Acórdão do Supremo Tribunal de Justiça
Processo:
09B0057
Nº Convencional: JSTJ000
Relator: PIRES DA ROSA
Descritores: COMPRA E VENDA DE COISA DEFEITUOSA
INDEMNIZAÇÃO
CADUCIDADE
ABUSO DE DIREITO
QUESTÃO NOVA
Nº do Documento: SJ20090507000057
Data do Acordão: 05/07/2009
Votação: UNANIMIDADE
Texto Integral: S
Privacidade: 1
Meio Processual: REVISTA
Decisão: NEGADA A REVISTA
Sumário :

1 – Se alguém pretende obter um determinado efeito jurídico de uma situação que “desenha” como sustentando um direito, fica prejudicado o respectivo conhecimento se acaso se puder concluir que, a existir, o direito estará extinto... por caducidade.
2 – O contrato de compra e venda é um contrato instantâneo – ou se cumpre bem ou se cumpre mal – e, por isso mesmo, o cumprimento defeituoso da obrigação de entregar a coisa – al. b ) do art.879º do CCivil – é em si mesmo, se o defeito é da coisa, o cumprimento defeituoso ... do contrato.
3 – Ainda que só a indemnização por violação do interesse contratual positivo seja pedida, ela não deixa de ter a sua “origem” na venda ... defeituosa, e não deixa de ser, em caso algum, o “sucedâneo” com o qual se pretende assegurar a prestação ”pontual” que o defeito não deixou cumprir.
4 – Daí que a acção respectiva não possa deixar de ser tratada no mesmo âmbito temporal que a acção definida para o “essencial” do remédio do defeito: ou a acção de anulação, ou a redução do preço, ou a reparação e substituição da coisa, ou a resolução.
5 – O prazo de caducidade do art.917º do CCivil aplica-se, por isso, por interpretação extensiva, a todas as acções propostas pelo credor vítima do cumprimento defeituoso de um contrato de compra e venda, incluindo as de simples indemnização.
6 – Se a questão do eventual “abuso de direito” foi uma questão que não foi levada à Relação no recurso de apelação e é uma questão de que ela não conheceu, não pode o Supremo Tribunal de Justiça conhecer dela porque o recurso de revista é um recurso de revisão ou reponderação e “não é possível reponderar o que não existe”.
Decisão Texto Integral:
Acordam no Supremo Tribunal de Justiça:


AA, LDA instaurou, no Tribunal Judicial da comarca de Vila Nova de Gaia, em 11 de Julho de 2007, contra BB e mulher CC acção ordinária, que recebeu o nº6859/07, da 1ª Vara de Competência Mista, pedindo a condenação dos réus a indemnizar a autora de todos os prejuízos causados em virtude de cumprimento defeituoso de um contrato de compra e venda de imóveis, celebrado por escritura pública de Julho de 1999 em quantia indemnizatória de 68 125,00 euros e ainda no pagamento dos respectivos juros moratórios desde a citação até integral pagamento, à taxa legal.

Contestaram os RR a fls.67, começando por invocar a excepção de caducidade porquanto, mesmo que fossem verdadeiros – e não são - os factos alegados pela autora, estar-se-ia não perante uma situação de cumprimento defeituoso de um contrato mas de um vício de vontade por parte da autora, havendo já caducado o direito de arguir a anulabilidade do negócio.

- **Dados de entrada**:
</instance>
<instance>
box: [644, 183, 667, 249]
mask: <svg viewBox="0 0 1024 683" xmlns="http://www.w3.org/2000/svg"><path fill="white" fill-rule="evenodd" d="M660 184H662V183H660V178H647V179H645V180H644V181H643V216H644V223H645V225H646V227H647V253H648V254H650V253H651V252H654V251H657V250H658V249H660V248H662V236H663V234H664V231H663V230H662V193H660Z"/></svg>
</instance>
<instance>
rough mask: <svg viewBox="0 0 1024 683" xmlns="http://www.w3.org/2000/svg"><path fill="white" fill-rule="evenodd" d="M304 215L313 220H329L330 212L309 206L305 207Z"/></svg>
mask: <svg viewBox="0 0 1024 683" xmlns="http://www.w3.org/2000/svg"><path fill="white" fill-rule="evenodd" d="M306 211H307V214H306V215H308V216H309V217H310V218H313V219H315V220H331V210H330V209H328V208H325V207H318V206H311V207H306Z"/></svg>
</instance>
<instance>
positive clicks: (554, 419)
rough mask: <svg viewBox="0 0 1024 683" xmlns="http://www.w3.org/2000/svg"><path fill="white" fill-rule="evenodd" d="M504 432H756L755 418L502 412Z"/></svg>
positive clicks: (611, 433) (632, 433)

--

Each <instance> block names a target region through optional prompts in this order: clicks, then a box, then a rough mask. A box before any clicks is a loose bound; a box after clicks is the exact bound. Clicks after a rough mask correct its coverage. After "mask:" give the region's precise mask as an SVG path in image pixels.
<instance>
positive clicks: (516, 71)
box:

- **Verifique a compreensão**:
A: Indique se cada afirmação abaixo está de acordo com o acórdão, respondendo sim ou não e citando as palavras do acórdão que decidem a resposta. (i) A ação foi proposta no Tribunal Judicial da comarca de Vila Nova de Gaia. (ii) O acórdão foi votado por maioria. (iii) A autora pediu uma indenização de 68 125,00 euros.
B: Conte as linhas das entradas que contêm a palavra "positive" e informe apenas o número.

- **Respostas por tarefa**:
A:
(i) Sim: "instaurou, no Tribunal Judicial da comarca de Vila Nova de Gaia"
(ii) Não: "Votação: UNANIMIDADE"
(iii) Sim: "em quantia indemnizatória de 68 125,00 euros"

B: 3